SUPPLIED MATERIAL ▸
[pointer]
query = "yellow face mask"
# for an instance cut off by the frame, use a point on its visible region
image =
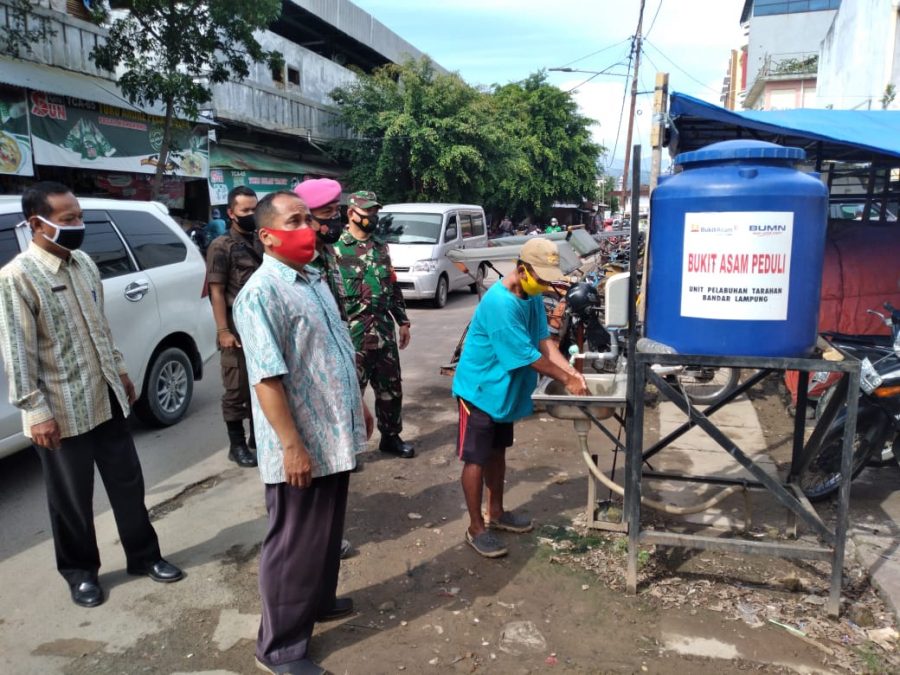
(530, 285)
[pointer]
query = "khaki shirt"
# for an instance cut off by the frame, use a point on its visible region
(56, 343)
(231, 259)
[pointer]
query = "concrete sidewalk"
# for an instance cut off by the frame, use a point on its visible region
(874, 500)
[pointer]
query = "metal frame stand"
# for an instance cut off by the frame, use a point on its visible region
(787, 494)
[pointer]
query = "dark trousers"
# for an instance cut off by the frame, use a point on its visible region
(381, 367)
(69, 477)
(299, 563)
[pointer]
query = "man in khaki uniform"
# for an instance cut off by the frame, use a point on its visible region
(231, 259)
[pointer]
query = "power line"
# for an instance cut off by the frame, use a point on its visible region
(702, 84)
(658, 7)
(599, 51)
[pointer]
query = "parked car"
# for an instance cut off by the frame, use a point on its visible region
(420, 235)
(155, 293)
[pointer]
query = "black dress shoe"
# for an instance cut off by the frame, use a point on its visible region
(342, 607)
(394, 445)
(87, 594)
(240, 454)
(161, 571)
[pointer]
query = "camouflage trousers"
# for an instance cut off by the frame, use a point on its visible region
(381, 367)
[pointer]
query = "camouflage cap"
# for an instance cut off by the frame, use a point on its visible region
(364, 199)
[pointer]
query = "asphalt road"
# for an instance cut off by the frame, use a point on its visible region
(166, 452)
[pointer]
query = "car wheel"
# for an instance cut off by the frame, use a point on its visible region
(479, 280)
(168, 389)
(440, 295)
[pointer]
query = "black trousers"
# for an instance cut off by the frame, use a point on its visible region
(299, 564)
(69, 477)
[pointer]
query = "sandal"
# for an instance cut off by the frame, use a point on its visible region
(486, 545)
(511, 522)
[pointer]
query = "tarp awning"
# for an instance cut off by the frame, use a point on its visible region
(841, 135)
(240, 159)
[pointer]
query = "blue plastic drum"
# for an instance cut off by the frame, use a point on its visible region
(736, 247)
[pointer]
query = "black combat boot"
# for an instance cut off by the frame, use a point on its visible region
(394, 445)
(238, 452)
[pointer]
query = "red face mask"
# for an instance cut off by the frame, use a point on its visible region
(297, 246)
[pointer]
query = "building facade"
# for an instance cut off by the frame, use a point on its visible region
(782, 57)
(62, 118)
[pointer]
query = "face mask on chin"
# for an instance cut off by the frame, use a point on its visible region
(335, 227)
(69, 238)
(530, 285)
(366, 223)
(297, 246)
(246, 223)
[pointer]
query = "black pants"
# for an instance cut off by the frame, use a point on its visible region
(299, 563)
(69, 477)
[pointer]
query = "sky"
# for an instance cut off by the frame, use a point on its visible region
(500, 41)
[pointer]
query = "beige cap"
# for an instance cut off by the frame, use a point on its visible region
(543, 256)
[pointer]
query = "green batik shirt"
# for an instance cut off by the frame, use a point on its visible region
(326, 264)
(372, 295)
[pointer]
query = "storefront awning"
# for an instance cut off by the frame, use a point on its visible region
(842, 135)
(29, 75)
(240, 159)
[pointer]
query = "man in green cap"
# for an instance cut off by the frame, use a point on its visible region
(373, 302)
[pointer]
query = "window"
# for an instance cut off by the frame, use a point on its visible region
(465, 225)
(9, 245)
(105, 246)
(771, 7)
(152, 241)
(477, 225)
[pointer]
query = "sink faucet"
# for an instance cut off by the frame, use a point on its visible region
(611, 355)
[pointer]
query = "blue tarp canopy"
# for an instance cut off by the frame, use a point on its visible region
(839, 135)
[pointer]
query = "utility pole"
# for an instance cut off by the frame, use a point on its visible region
(636, 46)
(657, 136)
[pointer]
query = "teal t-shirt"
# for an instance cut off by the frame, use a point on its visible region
(494, 371)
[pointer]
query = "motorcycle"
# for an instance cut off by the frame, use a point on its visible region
(878, 416)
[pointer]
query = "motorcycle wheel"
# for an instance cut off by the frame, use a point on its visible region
(708, 385)
(822, 476)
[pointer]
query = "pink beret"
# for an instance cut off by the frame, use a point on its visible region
(318, 191)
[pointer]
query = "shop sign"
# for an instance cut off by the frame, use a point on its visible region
(84, 134)
(222, 181)
(15, 142)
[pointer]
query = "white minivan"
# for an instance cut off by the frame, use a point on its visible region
(156, 303)
(419, 237)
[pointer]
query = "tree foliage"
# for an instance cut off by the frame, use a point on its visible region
(172, 51)
(421, 135)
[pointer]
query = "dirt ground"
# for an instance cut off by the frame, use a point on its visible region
(427, 603)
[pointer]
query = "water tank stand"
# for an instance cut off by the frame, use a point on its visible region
(786, 493)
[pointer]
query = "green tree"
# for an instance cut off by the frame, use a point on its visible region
(23, 28)
(418, 135)
(421, 135)
(172, 51)
(549, 152)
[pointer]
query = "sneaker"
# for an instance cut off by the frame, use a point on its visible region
(511, 522)
(486, 545)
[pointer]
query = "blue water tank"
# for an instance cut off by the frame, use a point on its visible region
(736, 247)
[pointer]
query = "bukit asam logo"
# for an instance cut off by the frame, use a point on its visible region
(712, 229)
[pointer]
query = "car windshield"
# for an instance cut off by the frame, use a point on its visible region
(410, 228)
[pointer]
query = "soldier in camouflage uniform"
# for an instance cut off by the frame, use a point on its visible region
(374, 302)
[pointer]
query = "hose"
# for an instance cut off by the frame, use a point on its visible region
(646, 501)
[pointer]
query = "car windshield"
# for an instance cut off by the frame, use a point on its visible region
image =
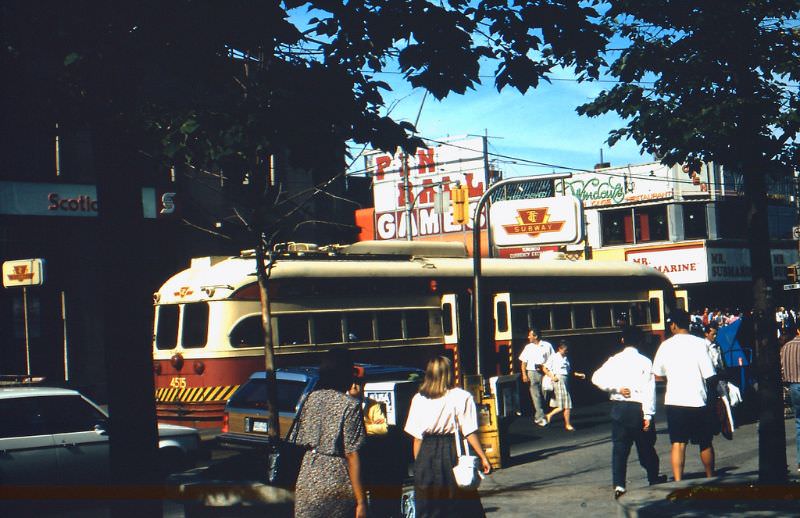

OBJECTIVE ▸ Which lines of the records above contain the string "trousers"? Return each of those lines in full, treating uppercase and lowercase as different.

EXERCISE RESULT ▸
query = "dark trousers"
query = "camouflage trousers"
query = "black trousers"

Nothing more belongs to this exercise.